(Records from a point-labeling set)
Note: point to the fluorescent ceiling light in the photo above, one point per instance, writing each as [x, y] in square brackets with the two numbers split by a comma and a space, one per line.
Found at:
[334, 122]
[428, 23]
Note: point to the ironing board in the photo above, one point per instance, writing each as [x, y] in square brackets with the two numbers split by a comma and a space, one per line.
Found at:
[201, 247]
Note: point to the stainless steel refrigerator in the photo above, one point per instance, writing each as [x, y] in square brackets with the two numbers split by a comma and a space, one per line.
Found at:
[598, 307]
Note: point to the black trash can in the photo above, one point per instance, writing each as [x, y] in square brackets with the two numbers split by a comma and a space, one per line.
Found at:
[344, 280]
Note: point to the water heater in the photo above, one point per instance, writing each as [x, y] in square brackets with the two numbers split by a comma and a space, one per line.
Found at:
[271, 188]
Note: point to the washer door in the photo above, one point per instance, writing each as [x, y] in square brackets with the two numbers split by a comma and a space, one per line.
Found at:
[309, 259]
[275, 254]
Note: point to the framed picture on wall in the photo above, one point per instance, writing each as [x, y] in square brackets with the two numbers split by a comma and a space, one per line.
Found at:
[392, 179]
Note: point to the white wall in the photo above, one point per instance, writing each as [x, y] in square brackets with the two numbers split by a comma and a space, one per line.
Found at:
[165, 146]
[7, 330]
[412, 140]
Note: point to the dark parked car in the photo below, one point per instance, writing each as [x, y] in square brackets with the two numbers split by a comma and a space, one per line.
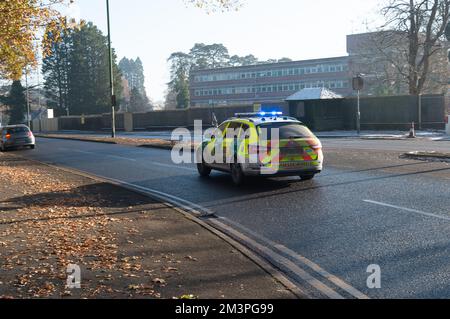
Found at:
[16, 136]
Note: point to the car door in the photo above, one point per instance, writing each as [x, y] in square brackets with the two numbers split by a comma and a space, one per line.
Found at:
[216, 144]
[230, 143]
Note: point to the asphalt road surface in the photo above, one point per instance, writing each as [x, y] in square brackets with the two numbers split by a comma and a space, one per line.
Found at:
[368, 207]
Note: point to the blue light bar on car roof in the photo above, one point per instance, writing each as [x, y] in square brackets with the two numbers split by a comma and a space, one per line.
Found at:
[259, 114]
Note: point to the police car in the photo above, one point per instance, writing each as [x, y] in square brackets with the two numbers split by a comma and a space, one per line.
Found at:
[261, 144]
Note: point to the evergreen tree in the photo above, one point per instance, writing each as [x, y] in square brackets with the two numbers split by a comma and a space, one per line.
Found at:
[77, 73]
[133, 72]
[55, 69]
[138, 102]
[17, 104]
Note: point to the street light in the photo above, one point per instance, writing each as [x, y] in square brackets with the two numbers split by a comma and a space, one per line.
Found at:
[28, 98]
[111, 77]
[358, 85]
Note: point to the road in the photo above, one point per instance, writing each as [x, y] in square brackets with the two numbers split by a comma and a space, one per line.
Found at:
[367, 207]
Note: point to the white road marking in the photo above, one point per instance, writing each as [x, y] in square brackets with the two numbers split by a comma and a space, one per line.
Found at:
[122, 158]
[408, 210]
[173, 166]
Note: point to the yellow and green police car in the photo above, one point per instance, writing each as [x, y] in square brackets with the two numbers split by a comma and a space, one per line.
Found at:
[261, 144]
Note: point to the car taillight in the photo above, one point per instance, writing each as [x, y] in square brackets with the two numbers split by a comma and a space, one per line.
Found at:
[317, 147]
[253, 149]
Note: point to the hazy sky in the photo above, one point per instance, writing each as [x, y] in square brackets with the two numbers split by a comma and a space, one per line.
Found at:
[298, 29]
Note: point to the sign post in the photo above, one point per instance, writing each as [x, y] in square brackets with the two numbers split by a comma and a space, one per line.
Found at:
[358, 85]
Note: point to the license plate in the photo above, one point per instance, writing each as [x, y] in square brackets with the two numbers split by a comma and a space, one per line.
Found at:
[298, 164]
[293, 151]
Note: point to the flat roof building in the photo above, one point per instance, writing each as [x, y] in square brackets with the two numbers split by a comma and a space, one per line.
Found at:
[273, 83]
[268, 83]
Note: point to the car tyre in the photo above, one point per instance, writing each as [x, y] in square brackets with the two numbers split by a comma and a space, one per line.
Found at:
[203, 170]
[237, 174]
[307, 177]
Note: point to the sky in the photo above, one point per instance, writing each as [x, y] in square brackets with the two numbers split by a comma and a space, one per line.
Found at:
[297, 29]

• **Exercise**
Format the records above as a Markdown table with the columns "Row" and "Text", giving each line its own numbered row and leaving out any blank lines. Omit the pictures from the table.

• **Answer in full**
| Row | Text |
|---|---|
| 1 | Note: point to the fluorescent ceiling light in the photo above, one point per instance, writing each as [x, y] in square brackets with the two numbers split by a comma and a space, one per line. |
| 2 | Found at: |
| 3 | [334, 122] |
| 4 | [428, 23] |
| 5 | Note: point to the ironing board in the photo above, one point per instance, writing each as [x, y] in square brackets with the two numbers split by a comma and a space, one per line. |
| 6 | Found at: |
| 7 | [201, 247] |
| 8 | Note: point to the stainless steel refrigerator in the photo above, one point per instance, writing each as [x, y] in square brackets with the two numbers split by a comma and a space, one per line. |
| 9 | Found at: |
| 10 | [598, 307] |
| 11 | Note: point to the black trash can in the photo above, one point per instance, writing each as [x, y] in square brackets with the two numbers split by a comma and a space, one per line. |
| 12 | Found at: |
| 13 | [344, 280] |
| 14 | Note: point to the water heater in the photo above, one point per instance, writing each as [x, y] in square brackets with the two numbers split by a comma and a space, one per line. |
| 15 | Found at: |
| 16 | [271, 188] |
| 17 | Note: point to the washer door in the photo above, one point per instance, writing each as [x, y] in square brackets with the two numbers split by a comma and a space, one per line. |
| 18 | Found at: |
| 19 | [309, 259] |
| 20 | [275, 254] |
| 21 | Note: point to the framed picture on wall in the photo above, one point per instance, writing each as [x, y] in square brackets with the two numbers split by a comma and a space, one per line. |
| 22 | Found at: |
| 23 | [392, 179] |
| 24 | Note: point to the white wall in the photo above, one point per instance, writing each as [x, y] in square brackets with the two numbers split by a comma and a space, one per line. |
| 25 | Found at: |
| 26 | [165, 146] |
| 27 | [7, 330] |
| 28 | [412, 140] |
| 29 | Note: point to the dark parked car in the photo below, one point per instance, writing each as [x, y] in square brackets with the two numbers split by a comma and a space, one per line. |
| 30 | Found at: |
| 31 | [16, 136] |
| 32 | Note: point to the car door in the photo above, one point per instance, writing each as [x, y] in square brackets with the two numbers split by a comma and a space, one per line. |
| 33 | Found at: |
| 34 | [216, 144] |
| 35 | [230, 143] |
| 36 | Note: point to the asphalt road surface in the photo above, one point per instance, writing each as [x, y] in square brackets with the two numbers split by a comma and a space, one per line. |
| 37 | Found at: |
| 38 | [368, 207] |
| 39 | Note: point to the blue light bar on car roof in the photo above, one point per instance, writing each as [x, y] in square brackets with the two numbers split by a comma and a space, one per line. |
| 40 | Found at: |
| 41 | [259, 114] |
| 42 | Note: point to the police car in the photo above, one point per instance, writing each as [x, y] in square brackets with the two numbers split by a comma and a space, one per line. |
| 43 | Found at: |
| 44 | [261, 144] |
| 45 | Note: point to the evergreen tree in the photo above, one point per instance, writing each as [x, y] in square brackets with the two numbers split by a comma and a space, one per line. |
| 46 | Found at: |
| 47 | [77, 73] |
| 48 | [133, 72] |
| 49 | [55, 69] |
| 50 | [138, 102] |
| 51 | [17, 104] |
| 52 | Note: point to the street light in the photo above, one point per instance, writing each as [x, y] in square brackets with the two numbers split by a comma and a space, one per line. |
| 53 | Found at: |
| 54 | [28, 98] |
| 55 | [111, 77] |
| 56 | [358, 85] |
| 57 | Note: point to the road in the photo above, one point per instance, writing each as [x, y] in square brackets with the two numbers split by a comma and a space, one per line. |
| 58 | Found at: |
| 59 | [367, 207] |
| 60 | Note: point to the white road marking in the photo above, one point per instance, writing each as [x, y] in square brackets with the two numbers split by a comma and a space, one per line. |
| 61 | Found at: |
| 62 | [122, 158] |
| 63 | [408, 210] |
| 64 | [173, 166] |
| 65 | Note: point to the yellow and green police car in the photo above, one point per instance, writing each as [x, y] in square brackets with the two numbers split by a comma and a space, one per line. |
| 66 | Found at: |
| 67 | [261, 144] |
| 68 | Note: point to the car taillight in the photo above, one point per instance, writing each as [x, y] in square brackets with the two numbers split by a comma and a space, one per line. |
| 69 | Found at: |
| 70 | [317, 147] |
| 71 | [253, 149] |
| 72 | Note: point to the hazy sky in the photo above, one point per instance, writing each as [x, y] in square brackets with the two numbers split by a comma and a space, one per line. |
| 73 | Found at: |
| 74 | [298, 29] |
| 75 | Note: point to the sign post in the photo above, one point per instance, writing each as [x, y] in square brackets with the two numbers split by a comma and a space, one per line. |
| 76 | Found at: |
| 77 | [358, 85] |
| 78 | Note: point to the license plate in the photo above, one point per instance, writing each as [x, y] in square brackets with the two numbers split by a comma and a space, one per line. |
| 79 | Found at: |
| 80 | [298, 164] |
| 81 | [293, 151] |
| 82 | Note: point to the flat roof building in the photo above, one point per instance, writing each as [x, y] in square brackets with the two numbers split by a comma and a space, one per line. |
| 83 | Found at: |
| 84 | [273, 83] |
| 85 | [268, 83] |
| 86 | Note: point to the car tyre in the photo above, one point per instance, writing each as [x, y] in square brackets with the two numbers split by a comma and a space, one per line. |
| 87 | Found at: |
| 88 | [203, 170] |
| 89 | [237, 174] |
| 90 | [307, 177] |
| 91 | Note: point to the sky in the photo above, one point per instance, writing each as [x, y] in square brackets with the two numbers split by a comma and a space, one per line. |
| 92 | Found at: |
| 93 | [297, 29] |